If a line in the records below holds the string "hull", count it, and state only the final count.

------------------------------

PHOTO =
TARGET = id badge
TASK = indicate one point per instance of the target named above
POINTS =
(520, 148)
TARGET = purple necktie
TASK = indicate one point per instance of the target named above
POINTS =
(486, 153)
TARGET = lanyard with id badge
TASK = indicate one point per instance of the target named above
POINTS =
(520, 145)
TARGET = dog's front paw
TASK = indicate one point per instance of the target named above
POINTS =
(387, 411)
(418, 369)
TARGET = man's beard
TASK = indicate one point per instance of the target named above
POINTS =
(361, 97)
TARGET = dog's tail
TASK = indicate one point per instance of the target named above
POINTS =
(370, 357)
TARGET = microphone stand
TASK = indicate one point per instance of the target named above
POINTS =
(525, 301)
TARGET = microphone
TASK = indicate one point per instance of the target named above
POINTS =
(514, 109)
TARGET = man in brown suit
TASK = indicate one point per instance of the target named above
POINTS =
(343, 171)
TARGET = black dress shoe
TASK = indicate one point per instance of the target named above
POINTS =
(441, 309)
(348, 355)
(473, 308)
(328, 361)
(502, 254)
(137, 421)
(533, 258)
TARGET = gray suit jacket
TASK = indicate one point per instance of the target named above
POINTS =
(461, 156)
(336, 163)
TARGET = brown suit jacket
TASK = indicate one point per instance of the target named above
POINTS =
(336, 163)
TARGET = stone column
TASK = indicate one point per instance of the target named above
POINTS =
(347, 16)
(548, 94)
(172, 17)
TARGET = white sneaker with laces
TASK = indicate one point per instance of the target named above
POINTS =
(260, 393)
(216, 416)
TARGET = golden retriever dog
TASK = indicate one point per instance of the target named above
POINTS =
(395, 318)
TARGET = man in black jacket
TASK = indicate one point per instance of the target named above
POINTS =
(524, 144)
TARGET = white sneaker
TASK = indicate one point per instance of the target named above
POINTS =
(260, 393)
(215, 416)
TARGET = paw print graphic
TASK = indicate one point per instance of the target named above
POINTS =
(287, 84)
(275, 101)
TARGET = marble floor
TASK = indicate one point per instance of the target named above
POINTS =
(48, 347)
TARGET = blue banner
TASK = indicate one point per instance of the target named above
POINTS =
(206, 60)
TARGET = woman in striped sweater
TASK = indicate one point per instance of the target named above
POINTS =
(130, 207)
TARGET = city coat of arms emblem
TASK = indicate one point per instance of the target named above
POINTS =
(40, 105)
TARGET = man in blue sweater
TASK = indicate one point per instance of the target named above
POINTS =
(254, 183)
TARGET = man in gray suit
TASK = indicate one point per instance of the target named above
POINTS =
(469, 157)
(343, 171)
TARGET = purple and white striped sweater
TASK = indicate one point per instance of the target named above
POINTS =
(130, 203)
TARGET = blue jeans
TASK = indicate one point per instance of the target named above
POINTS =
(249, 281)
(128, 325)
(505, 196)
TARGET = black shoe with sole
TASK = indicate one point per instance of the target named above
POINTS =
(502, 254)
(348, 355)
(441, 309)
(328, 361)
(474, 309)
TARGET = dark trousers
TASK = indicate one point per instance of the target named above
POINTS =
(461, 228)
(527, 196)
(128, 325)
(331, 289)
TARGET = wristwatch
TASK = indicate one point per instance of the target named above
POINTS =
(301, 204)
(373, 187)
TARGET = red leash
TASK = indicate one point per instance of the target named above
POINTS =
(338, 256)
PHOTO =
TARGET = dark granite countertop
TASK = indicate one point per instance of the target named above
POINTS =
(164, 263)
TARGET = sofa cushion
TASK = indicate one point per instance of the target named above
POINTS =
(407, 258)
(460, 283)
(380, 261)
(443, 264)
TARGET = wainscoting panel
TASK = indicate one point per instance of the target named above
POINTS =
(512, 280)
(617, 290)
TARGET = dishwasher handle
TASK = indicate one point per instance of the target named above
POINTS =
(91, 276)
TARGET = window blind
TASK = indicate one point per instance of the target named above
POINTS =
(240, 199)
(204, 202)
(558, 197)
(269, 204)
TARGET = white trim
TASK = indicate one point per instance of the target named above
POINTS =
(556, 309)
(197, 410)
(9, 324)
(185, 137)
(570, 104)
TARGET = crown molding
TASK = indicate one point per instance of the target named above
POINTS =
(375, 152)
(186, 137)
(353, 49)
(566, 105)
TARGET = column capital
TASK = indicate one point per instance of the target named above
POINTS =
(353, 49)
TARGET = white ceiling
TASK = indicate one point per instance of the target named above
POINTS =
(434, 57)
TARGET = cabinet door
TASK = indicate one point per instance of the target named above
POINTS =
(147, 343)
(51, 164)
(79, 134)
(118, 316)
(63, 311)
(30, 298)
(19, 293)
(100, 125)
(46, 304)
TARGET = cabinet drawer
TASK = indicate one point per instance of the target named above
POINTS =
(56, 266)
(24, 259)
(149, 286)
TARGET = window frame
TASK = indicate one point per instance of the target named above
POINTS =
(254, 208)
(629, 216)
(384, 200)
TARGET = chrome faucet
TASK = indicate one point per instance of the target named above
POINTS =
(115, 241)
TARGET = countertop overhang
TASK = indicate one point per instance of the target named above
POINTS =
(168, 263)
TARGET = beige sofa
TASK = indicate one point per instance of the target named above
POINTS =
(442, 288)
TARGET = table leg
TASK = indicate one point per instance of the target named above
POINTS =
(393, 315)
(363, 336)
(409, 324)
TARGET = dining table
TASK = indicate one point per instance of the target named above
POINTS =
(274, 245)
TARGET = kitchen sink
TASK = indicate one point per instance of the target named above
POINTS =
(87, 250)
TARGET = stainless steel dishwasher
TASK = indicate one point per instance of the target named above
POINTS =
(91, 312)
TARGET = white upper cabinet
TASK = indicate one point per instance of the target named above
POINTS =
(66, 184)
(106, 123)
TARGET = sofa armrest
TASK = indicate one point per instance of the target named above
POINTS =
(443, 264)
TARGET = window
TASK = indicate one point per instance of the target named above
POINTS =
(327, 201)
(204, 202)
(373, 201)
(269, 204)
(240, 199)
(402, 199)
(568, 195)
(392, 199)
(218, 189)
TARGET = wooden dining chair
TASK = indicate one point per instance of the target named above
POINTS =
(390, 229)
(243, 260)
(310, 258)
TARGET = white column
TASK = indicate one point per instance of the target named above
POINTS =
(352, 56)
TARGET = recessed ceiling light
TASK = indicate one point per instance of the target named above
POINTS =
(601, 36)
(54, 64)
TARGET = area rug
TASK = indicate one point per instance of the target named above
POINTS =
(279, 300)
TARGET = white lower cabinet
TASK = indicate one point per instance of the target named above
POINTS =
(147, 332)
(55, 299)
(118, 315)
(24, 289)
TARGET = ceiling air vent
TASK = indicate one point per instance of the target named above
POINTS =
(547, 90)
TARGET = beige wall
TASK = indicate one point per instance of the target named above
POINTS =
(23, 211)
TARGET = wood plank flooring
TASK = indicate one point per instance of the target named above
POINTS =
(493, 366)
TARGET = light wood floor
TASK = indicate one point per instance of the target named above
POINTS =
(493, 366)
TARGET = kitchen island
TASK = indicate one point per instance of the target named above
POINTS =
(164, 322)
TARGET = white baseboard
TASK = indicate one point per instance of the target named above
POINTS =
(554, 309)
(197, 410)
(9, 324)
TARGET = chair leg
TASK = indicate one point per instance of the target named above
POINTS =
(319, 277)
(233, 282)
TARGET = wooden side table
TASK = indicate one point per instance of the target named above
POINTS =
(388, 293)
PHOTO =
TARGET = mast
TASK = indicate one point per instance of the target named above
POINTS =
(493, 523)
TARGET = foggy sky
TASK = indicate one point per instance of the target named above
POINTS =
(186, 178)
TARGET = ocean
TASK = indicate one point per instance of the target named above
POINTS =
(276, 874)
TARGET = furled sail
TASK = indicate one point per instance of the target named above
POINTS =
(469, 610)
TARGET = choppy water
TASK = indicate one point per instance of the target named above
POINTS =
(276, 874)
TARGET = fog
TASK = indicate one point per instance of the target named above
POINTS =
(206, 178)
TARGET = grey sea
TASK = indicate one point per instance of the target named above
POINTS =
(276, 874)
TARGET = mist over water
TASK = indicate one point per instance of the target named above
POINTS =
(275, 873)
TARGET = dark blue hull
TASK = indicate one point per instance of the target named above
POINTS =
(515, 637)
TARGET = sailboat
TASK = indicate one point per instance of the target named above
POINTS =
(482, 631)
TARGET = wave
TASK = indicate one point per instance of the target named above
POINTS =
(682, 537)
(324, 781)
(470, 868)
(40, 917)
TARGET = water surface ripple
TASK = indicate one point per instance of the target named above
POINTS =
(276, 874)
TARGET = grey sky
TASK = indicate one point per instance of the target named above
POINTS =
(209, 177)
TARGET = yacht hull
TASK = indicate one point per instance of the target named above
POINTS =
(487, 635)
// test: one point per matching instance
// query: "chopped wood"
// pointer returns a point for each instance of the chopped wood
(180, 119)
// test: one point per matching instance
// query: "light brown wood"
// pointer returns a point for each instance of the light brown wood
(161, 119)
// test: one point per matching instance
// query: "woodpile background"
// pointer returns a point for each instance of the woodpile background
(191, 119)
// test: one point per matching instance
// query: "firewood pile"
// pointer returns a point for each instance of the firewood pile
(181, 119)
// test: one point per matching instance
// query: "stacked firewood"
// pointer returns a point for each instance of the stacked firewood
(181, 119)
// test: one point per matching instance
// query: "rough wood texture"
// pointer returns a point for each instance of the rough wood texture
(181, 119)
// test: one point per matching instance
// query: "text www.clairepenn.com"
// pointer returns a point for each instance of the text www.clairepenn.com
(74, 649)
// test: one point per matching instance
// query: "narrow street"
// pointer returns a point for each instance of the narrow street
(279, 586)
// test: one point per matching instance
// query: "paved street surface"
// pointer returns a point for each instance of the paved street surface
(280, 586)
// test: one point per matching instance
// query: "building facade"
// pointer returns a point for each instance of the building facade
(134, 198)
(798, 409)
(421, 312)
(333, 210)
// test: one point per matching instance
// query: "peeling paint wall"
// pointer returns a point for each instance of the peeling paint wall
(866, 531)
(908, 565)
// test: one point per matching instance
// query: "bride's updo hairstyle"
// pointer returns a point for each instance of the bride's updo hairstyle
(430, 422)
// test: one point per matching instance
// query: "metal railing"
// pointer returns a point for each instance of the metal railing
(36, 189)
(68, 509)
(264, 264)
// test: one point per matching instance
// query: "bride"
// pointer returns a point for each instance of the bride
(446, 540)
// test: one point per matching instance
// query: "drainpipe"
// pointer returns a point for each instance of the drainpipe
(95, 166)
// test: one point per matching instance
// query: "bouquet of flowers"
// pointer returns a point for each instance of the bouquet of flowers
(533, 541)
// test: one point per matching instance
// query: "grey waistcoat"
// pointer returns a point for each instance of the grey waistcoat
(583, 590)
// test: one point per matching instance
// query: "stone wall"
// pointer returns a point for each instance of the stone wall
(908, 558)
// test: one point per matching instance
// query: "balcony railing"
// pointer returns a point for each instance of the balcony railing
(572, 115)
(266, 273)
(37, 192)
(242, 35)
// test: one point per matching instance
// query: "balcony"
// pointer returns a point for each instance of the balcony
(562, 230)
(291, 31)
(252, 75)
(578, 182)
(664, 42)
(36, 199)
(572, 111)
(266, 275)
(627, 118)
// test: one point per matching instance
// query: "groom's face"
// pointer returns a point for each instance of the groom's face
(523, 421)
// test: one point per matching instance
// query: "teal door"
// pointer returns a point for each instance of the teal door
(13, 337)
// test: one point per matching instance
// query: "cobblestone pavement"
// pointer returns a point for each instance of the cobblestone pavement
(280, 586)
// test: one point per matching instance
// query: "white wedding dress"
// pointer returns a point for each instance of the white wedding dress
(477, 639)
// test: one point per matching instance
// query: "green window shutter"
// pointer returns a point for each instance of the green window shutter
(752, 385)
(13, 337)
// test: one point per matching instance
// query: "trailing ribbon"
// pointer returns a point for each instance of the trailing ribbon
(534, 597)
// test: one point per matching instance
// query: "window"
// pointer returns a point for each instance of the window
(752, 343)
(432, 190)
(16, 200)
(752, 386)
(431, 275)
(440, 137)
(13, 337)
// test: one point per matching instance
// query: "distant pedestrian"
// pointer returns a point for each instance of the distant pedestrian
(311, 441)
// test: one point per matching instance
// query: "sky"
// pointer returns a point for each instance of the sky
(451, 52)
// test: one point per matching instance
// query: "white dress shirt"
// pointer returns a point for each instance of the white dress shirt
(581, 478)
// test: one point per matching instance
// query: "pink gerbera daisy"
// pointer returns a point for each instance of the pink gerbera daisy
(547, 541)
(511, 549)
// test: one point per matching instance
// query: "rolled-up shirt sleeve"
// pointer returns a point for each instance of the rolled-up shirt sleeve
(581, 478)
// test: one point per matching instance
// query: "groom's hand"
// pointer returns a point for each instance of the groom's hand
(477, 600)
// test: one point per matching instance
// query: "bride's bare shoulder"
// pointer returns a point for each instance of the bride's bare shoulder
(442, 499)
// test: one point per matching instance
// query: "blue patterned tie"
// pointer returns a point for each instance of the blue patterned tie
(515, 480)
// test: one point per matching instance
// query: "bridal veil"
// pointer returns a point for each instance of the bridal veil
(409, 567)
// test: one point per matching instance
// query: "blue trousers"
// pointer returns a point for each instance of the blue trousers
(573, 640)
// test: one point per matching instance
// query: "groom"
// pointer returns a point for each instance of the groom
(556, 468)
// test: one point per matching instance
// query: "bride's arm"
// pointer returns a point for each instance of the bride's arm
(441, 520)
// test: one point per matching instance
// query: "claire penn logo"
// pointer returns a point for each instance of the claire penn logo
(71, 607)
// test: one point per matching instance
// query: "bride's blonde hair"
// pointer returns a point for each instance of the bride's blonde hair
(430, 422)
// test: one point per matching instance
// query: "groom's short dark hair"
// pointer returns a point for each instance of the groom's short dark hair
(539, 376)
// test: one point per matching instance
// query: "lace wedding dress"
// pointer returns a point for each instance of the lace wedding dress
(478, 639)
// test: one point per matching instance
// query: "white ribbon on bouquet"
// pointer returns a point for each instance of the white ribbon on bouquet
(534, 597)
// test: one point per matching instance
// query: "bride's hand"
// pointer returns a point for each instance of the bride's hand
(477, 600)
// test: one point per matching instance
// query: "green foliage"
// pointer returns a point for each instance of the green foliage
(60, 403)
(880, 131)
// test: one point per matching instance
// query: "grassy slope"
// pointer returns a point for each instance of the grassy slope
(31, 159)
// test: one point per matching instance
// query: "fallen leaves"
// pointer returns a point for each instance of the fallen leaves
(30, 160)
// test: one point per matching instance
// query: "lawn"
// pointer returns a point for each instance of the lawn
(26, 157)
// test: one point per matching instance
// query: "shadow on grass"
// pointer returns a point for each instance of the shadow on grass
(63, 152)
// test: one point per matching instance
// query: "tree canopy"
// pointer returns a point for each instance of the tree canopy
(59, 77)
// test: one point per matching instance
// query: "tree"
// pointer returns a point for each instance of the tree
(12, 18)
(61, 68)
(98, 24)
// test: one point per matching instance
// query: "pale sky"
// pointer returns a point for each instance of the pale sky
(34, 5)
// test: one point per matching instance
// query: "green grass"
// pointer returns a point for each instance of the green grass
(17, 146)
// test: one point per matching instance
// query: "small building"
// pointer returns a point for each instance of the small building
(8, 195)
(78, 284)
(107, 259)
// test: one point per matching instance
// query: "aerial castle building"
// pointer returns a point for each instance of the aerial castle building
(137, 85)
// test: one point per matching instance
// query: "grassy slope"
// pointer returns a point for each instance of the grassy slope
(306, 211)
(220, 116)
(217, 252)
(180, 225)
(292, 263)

------------------------------

ANSWER TO THE PROBLEM
2